> DIRECTION
Return the following records line for line, with no changes.

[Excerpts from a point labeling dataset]
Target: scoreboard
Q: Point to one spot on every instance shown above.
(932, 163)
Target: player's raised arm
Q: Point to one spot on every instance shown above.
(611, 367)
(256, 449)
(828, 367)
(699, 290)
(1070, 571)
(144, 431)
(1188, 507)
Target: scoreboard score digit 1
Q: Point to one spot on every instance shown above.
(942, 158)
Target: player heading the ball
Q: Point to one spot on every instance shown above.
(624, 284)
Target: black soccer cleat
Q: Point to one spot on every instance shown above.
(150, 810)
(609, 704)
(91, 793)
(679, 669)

> RESPONSE TO THIS TASK
Target: scoreboard
Q: Point to one spot on every instance shown above.
(932, 163)
Target: player's raised arm
Q: Point to one spot on every instance shown above.
(611, 367)
(256, 449)
(828, 367)
(699, 290)
(1070, 571)
(144, 431)
(1188, 507)
Target: scoreboard score digit 1
Q: Point to one spot on every instance shown above.
(942, 158)
Target: player heading the ball
Q: Point to one spot on every instance shown above.
(624, 284)
Target: black soccer cleat
Q: Point to one spot on every instance shown above.
(150, 810)
(609, 704)
(91, 793)
(679, 669)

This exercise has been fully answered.